• Given request A: How many lines in the rows contain the word "curtain"? Case counts, and the reply should be the number alone.

• Page text:
__________
CANAL ROCKS PTY LTD and WESTERN AUSTRALIAN PLANNING COMMISSION

Case

[2010] WASAT 176

12/11/2010


JURISDICTION     :   STATE ADMINISTRATIVE TRIBUNAL

STREAM:   DEVELOPMENT & RESOURCES

ACT: PLANNING AND DEVELOPMENT ACT 2005 (WA)

CITATION:   CANAL ROCKS PTY LTD and WESTERN AUSTRALIAN PLANNING COMMISSION [2010] WASAT 176

MEMBER:   MR D R PARRY (SENIOR MEMBER)

HEARD:   12 NOVEMBER 2010

DELIVERED          :   EDITED REASONS DELIVERED ORALLY ON 12 NOVEMBER 2010

FILE NO/S:   DR 33 of 2010

BETWEEN:   CANAL ROCKS PTY LTD

Applicant

AND

WESTERN AUSTRALIAN PLANNING COMMISSION
Respondent
 

Catchwords:

Practice and procedure - Review proceedings - Application by parties for order inviting respondent to reconsider its decision pursuant to s 31 of the State Administrative Tribunal Act 2004 (WA) - Application opposed by proposed intervener - Parties reached agreement in principle for resolution of proceeding through mediation in Tribunal - Whether parties should be required to proceed by way of consent orders - No third party right of review in Western Australia

Legislation:

Planning and Development Act 2005 (WA), s 242
Shire of Busselton Town Planning Scheme No 20, cl 15(3), cl 96(2)
State Administrative Tribunal Act 2004 (WA), s 9, s 31, s 31(1), s 37, s 37(3)

Result:

Order made inviting respondent to reconsider its decision pursuant to s 31 of the State Administrative Tribunal Act 2004 (WA)
__________
• Given data:
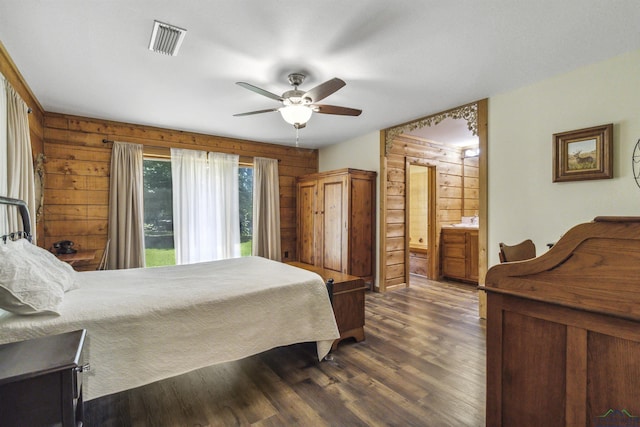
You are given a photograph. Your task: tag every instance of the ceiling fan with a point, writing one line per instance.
__________
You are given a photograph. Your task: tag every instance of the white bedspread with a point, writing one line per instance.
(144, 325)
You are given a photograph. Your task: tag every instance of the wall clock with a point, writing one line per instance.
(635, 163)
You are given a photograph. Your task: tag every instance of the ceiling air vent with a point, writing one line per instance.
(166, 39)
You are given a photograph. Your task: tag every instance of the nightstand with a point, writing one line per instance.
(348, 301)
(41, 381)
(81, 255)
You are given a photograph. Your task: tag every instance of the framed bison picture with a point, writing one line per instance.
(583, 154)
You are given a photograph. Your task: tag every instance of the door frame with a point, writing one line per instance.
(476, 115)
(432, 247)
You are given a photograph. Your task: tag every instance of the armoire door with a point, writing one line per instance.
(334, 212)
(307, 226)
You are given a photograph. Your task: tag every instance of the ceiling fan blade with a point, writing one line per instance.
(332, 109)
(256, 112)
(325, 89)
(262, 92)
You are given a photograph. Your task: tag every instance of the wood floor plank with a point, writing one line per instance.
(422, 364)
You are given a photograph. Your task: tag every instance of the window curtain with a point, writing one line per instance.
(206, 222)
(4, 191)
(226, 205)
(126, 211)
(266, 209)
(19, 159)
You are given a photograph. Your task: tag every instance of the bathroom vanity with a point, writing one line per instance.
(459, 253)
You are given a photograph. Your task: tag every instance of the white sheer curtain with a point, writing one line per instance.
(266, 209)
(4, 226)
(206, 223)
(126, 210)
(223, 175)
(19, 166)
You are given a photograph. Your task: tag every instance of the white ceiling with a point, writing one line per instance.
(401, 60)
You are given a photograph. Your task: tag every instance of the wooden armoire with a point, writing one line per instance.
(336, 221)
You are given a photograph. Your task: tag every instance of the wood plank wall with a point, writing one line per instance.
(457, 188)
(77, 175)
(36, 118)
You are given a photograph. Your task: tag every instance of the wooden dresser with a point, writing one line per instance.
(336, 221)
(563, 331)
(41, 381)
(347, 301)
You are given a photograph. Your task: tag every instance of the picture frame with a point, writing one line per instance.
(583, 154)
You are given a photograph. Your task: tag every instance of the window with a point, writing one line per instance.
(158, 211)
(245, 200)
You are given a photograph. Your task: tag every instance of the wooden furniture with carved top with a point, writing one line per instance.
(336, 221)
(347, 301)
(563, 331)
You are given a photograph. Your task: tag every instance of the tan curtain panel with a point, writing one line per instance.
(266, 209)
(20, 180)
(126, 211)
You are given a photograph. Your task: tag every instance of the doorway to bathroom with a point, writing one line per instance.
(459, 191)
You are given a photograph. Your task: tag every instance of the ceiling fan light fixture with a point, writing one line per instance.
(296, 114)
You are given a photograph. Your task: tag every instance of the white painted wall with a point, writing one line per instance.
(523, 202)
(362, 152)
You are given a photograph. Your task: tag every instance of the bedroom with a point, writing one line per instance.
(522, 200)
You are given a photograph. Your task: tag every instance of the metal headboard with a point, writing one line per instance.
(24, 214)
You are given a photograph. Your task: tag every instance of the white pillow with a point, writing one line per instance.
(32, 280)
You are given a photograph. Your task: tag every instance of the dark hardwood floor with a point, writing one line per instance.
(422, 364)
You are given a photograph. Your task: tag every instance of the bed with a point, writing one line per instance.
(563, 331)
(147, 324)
__________
• Given request B: Translate this sentence from the catchwords of the tribunal decision into Spanish: "Parties reached agreement in principle for resolution of proceeding through mediation in Tribunal."

• Problem solution A: 3

• Problem solution B: Las partes llegaron a un acuerdo de principio para la resolución del procedimiento mediante mediación ante el Tribunal.